Direction. Which rows below contain the word "bird"? Locate each one and copy it out in full.

─── Records provided ───

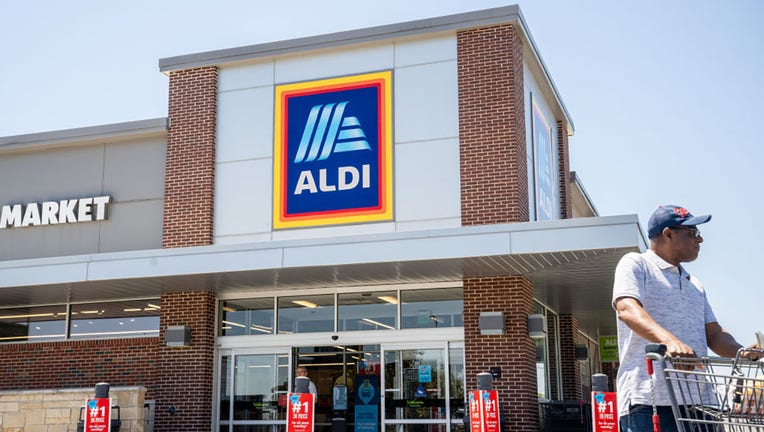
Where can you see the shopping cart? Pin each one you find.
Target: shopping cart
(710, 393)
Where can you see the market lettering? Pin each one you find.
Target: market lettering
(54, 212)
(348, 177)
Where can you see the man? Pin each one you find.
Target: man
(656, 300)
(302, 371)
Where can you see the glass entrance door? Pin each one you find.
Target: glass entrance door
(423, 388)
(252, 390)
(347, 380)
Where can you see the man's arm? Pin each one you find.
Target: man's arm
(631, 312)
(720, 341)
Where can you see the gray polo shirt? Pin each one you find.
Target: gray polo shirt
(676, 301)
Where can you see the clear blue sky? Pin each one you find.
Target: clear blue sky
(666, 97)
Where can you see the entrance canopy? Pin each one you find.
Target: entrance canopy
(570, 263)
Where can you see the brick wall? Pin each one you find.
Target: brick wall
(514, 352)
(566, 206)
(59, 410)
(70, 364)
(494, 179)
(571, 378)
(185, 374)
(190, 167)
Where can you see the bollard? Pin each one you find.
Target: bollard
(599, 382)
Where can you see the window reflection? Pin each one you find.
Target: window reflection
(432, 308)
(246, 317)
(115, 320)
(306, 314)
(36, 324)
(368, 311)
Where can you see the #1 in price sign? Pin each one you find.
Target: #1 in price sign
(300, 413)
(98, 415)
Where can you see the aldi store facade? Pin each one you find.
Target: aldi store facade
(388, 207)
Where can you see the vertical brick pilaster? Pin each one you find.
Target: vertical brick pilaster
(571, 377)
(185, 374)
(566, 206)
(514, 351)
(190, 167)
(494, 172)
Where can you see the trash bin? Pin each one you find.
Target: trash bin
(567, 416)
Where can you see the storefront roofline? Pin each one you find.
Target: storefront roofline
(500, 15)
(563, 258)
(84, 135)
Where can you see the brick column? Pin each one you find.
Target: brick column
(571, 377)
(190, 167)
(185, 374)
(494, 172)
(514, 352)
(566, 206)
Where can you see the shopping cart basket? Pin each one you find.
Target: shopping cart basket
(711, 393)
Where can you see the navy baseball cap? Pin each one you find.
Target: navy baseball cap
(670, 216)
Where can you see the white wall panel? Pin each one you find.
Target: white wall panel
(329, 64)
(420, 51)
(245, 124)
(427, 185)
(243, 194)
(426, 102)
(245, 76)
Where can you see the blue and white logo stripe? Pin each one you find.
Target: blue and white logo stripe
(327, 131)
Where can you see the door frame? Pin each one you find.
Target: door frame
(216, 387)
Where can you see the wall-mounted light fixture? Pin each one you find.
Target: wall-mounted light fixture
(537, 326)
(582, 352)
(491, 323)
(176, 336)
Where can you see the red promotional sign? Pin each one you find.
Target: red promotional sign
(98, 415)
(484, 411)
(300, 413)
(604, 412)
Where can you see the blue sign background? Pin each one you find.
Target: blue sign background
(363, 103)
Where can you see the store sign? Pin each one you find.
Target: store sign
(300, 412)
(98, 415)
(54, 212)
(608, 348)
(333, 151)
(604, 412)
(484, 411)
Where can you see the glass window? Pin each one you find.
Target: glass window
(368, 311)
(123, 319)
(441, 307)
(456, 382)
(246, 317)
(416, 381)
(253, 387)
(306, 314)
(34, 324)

───
─── Records provided ───

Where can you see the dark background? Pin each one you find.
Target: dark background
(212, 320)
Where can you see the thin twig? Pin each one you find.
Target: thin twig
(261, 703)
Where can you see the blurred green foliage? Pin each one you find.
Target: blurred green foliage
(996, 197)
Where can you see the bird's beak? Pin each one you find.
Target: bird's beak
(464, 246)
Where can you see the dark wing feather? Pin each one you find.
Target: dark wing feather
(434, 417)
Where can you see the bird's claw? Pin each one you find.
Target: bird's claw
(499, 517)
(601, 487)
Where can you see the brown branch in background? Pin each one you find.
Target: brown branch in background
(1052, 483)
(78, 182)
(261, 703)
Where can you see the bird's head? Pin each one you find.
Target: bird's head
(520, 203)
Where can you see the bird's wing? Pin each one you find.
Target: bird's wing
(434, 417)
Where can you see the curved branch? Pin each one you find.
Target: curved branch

───

Result.
Where can you see the bird's beak? Pin each one you find.
Target: bird's beak
Where can you see the bird's claw? Pin each one you find.
Target: bird's claw
Where can you see the bird's head? Pin each one you find.
Target: bird's head
Where can you see the bird's wing? Pin each one you find.
Target: bird's wing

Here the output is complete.